• Texto proporcionado:
Una cesta difícil de cuadrar

El incremento del índice de precios de consumo (IPC) muestra en cifras globales la realidad que los ciudadanos experimentan de forma palpable cuando comprueban el ticket de su compra cotidiana, ven la evolución de los precios del menú diario en la restauración o, si son minuciosos, comparan en algunos productos la cantidad que reciben por un precio similar al de hace un año. Un 13,8% de aumento de los precios de los alimentos, entre agosto de 2021 y 2022, es un indicativo que se queda corto ante los incrementos en productos básicos, como harinas y otros cereales (39%), la leche (25,6%) y el aceite (24%), lo que significa que el impacto es doblemente lesivo para las rentas bajas, que han de dedicar la mayoría de los ingresos a necesidades básicas como energía, vivienda y alimentación y, dentro de este capítulo, concentrar su compra en estos productos básicos. La peor noticia es que en el importe que debe asumir el comprador final no se ha trasladado aún el impacto del encarecimiento de los costes para productores, transformadores y comercializadores (un 40%), parte del cual han absorbido a costa de sus márgenes de beneficio, situación que no puede extenderse indefinidamente. Y, además, no hay ninguna garantía de que tengan solución a corto plazo. Las razones detrás de este encarecimiento de los costes de producción están relacionadas con la guerra de Ucrania, pero no todas (incremento del coste de los carburantes, de los fertilizantes y de los piensos, escasez y/o especulación a nivel global en el suministro de trigo y girasol, sequías...).

Ante esta situación, han empezado a ponerse sobre la mesa las primeras propuestas (topar precios de alimentos básicos, pactar con grandes cadenas paquetes de productos esenciales a precio contenido, reducciones de IVA), ninguna de las cuales parece ni fácil ni satisfactoria. Ni topar los precios puede poner en peligro la viabilidad de los productores primarios, a los que hace un año se empezó a proteger con la ley de la cadena alimentaria que facilita que obtengan un precio más ajustado al coste real de su trabajo, ni confiar en medidas de impacto en la gran distribución puede dejar fuera de juego al pequeño comercio, ni el Estado puede renunciar a un volumen de recaudación imprescindible ante las urgencias sociales que se le plantean.

(Extractos del conjunto de datos)
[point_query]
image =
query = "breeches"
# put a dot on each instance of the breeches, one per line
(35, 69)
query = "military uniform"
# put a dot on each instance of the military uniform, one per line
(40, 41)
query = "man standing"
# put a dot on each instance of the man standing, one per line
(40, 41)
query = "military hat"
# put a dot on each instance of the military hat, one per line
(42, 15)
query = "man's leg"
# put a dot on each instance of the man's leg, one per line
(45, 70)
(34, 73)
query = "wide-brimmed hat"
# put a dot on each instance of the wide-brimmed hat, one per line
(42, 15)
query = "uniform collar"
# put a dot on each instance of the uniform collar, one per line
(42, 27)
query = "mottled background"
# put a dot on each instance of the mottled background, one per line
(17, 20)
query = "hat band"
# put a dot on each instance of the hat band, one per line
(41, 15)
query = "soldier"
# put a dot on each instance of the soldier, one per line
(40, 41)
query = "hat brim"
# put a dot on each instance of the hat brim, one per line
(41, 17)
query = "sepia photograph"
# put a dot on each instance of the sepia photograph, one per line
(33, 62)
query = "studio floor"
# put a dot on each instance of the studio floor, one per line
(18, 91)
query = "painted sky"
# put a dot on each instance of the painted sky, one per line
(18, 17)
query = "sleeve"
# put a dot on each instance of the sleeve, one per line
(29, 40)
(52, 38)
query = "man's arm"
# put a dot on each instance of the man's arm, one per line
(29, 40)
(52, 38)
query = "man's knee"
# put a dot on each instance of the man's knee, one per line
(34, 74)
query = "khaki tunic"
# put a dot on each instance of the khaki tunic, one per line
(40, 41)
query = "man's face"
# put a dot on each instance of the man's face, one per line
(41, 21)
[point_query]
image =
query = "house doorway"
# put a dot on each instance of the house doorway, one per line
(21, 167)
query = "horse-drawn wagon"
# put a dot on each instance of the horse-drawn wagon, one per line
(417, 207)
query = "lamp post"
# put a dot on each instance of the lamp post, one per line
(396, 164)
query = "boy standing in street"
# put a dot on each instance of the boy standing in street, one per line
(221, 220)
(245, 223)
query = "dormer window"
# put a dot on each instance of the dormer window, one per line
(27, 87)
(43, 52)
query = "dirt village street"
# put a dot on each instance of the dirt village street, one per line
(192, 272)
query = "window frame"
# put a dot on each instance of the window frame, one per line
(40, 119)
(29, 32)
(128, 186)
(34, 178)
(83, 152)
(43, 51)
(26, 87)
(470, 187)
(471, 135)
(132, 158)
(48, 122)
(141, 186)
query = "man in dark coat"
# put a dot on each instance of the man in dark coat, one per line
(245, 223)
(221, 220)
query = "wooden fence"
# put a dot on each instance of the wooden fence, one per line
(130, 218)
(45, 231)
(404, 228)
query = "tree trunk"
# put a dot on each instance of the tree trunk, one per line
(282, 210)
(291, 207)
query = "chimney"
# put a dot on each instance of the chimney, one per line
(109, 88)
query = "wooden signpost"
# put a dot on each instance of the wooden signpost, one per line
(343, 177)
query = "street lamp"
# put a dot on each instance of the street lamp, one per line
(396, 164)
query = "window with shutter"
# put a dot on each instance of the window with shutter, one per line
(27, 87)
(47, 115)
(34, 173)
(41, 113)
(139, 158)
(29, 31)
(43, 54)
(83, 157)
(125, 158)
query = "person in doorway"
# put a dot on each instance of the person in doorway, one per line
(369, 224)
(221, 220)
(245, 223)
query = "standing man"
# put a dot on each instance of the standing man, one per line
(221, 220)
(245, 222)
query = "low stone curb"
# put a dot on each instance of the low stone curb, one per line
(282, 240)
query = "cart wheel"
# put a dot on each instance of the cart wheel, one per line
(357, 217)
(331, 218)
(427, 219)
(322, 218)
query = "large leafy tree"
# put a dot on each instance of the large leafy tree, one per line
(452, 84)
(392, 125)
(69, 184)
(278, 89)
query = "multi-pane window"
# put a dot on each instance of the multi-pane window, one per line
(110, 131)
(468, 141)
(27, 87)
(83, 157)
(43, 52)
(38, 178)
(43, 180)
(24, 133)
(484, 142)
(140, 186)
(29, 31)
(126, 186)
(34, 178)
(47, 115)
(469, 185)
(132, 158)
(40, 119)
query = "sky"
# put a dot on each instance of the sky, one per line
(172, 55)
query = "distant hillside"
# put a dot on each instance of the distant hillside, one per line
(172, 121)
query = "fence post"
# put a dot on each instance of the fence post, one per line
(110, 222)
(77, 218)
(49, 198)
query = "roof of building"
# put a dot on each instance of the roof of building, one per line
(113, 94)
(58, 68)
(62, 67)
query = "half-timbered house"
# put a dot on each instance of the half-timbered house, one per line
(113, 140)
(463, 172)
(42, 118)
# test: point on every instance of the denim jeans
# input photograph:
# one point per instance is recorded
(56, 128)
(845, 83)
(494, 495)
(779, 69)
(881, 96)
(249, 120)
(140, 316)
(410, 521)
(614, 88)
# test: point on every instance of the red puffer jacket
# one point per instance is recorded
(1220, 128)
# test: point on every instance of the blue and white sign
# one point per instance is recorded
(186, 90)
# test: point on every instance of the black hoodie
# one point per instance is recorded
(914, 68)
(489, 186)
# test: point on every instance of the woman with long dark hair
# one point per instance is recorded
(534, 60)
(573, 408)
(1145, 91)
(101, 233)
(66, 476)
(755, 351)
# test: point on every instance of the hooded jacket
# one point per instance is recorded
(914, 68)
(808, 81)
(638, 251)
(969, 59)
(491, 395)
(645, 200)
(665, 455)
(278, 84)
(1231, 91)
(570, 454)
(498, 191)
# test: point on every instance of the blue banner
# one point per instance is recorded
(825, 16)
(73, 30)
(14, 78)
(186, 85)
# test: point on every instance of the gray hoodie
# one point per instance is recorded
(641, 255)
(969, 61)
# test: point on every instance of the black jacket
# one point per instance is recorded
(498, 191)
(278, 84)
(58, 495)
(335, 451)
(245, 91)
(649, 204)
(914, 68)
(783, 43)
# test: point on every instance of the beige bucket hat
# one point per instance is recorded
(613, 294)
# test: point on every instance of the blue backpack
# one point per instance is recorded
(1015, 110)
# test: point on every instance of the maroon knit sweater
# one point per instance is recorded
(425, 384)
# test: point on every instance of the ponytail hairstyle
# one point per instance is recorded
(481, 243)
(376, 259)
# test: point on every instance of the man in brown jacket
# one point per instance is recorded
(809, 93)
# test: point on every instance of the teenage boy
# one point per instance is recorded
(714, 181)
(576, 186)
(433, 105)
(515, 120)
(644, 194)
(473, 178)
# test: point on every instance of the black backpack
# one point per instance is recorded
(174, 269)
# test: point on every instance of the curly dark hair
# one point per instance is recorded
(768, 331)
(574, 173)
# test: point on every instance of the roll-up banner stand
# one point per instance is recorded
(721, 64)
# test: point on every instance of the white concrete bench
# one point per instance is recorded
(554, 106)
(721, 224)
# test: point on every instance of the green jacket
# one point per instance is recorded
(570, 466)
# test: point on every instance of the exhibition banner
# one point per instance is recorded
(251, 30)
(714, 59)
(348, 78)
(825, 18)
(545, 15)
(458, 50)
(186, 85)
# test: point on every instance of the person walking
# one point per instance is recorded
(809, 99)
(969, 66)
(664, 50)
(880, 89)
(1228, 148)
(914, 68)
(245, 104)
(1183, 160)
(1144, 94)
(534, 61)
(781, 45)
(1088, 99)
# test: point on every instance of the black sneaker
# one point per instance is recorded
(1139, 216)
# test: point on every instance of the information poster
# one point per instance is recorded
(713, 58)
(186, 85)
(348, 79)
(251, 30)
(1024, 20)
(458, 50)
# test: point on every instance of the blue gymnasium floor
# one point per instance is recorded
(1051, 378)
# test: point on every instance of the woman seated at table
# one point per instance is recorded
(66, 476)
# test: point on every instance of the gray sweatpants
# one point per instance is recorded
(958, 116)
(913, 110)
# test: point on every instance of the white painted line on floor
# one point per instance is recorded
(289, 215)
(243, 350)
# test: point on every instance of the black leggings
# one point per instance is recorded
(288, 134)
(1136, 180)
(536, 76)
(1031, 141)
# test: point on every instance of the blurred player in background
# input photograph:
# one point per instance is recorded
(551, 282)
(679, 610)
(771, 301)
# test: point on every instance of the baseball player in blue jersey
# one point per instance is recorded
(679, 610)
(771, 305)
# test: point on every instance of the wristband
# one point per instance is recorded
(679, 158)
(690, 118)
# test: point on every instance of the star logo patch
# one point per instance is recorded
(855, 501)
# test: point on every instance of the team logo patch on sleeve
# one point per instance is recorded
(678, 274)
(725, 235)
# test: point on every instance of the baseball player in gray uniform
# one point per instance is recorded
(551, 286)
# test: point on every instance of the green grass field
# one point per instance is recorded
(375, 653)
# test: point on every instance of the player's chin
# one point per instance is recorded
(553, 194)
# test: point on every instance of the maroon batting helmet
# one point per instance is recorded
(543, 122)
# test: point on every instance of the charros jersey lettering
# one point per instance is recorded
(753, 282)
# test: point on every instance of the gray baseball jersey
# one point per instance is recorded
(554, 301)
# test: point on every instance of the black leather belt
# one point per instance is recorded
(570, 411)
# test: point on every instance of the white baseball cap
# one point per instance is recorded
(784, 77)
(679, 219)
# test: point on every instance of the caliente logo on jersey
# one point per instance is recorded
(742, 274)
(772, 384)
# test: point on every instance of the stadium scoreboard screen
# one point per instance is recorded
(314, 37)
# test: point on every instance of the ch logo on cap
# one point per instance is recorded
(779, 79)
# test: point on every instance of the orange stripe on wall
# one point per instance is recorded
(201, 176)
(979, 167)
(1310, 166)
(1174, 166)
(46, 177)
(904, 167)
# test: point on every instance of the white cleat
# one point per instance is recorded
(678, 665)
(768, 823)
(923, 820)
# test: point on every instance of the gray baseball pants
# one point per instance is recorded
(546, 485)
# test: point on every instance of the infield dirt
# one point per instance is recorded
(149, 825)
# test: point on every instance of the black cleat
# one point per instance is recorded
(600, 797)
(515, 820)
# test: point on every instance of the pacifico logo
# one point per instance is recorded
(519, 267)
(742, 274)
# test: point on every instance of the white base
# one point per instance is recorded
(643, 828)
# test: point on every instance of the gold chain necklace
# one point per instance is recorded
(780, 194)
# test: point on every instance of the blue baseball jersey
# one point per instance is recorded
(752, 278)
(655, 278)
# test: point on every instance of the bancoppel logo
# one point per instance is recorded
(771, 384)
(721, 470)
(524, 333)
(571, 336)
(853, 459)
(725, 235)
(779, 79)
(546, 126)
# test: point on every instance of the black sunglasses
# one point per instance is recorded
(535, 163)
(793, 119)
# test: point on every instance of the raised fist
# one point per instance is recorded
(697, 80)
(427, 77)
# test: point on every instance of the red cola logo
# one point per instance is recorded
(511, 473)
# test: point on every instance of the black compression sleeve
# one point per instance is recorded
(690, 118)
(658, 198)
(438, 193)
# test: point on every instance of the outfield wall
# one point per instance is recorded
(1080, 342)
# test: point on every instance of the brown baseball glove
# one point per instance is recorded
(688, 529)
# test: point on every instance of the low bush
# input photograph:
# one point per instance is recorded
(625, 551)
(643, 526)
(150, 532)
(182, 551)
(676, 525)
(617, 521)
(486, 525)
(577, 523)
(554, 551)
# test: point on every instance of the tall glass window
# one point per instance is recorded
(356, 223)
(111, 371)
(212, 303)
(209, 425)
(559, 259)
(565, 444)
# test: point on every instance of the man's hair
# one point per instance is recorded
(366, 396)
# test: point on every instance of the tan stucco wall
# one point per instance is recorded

• Instrucciones: Reproduce palabra por palabra el texto completo sobre el encarecimiento de los alimentos.

• Espacio de respuesta:
Una cesta difícil de cuadrar

El incremento del índice de precios de consumo (IPC) muestra en cifras globales la realidad que los ciudadanos experimentan de forma palpable cuando comprueban el ticket de su compra cotidiana, ven la evolución de los precios del menú diario en la restauración o, si son minuciosos, comparan en algunos productos la cantidad que reciben por un precio similar al de hace un año. Un 13,8% de aumento de los precios de los alimentos, entre agosto de 2021 y 2022, es un indicativo que se queda corto ante los incrementos en productos básicos, como harinas y otros cereales (39%), la leche (25,6%) y el aceite (24%), lo que significa que el impacto es doblemente lesivo para las rentas bajas, que han de dedicar la mayoría de los ingresos a necesidades básicas como energía, vivienda y alimentación y, dentro de este capítulo, concentrar su compra en estos productos básicos. La peor noticia es que en el importe que debe asumir el comprador final no se ha trasladado aún el impacto del encarecimiento de los costes para productores, transformadores y comercializadores (un 40%), parte del cual han absorbido a costa de sus márgenes de beneficio, situación que no puede extenderse indefinidamente. Y, además, no hay ninguna garantía de que tengan solución a corto plazo. Las razones detrás de este encarecimiento de los costes de producción están relacionadas con la guerra de Ucrania, pero no todas (incremento del coste de los carburantes, de los fertilizantes y de los piensos, escasez y/o especulación a nivel global en el suministro de trigo y girasol, sequías...).

Ante esta situación, han empezado a ponerse sobre la mesa las primeras propuestas (topar precios de alimentos básicos, pactar con grandes cadenas paquetes de productos esenciales a precio contenido, reducciones de IVA), ninguna de las cuales parece ni fácil ni satisfactoria. Ni topar los precios puede poner en peligro la viabilidad de los productores primarios, a los que hace un año se empezó a proteger con la ley de la cadena alimentaria que facilita que obtengan un precio más ajustado al coste real de su trabajo, ni confiar en medidas de impacto en la gran distribución puede dejar fuera de juego al pequeño comercio, ni el Estado puede renunciar a un volumen de recaudación imprescindible ante las urgencias sociales que se le plantean.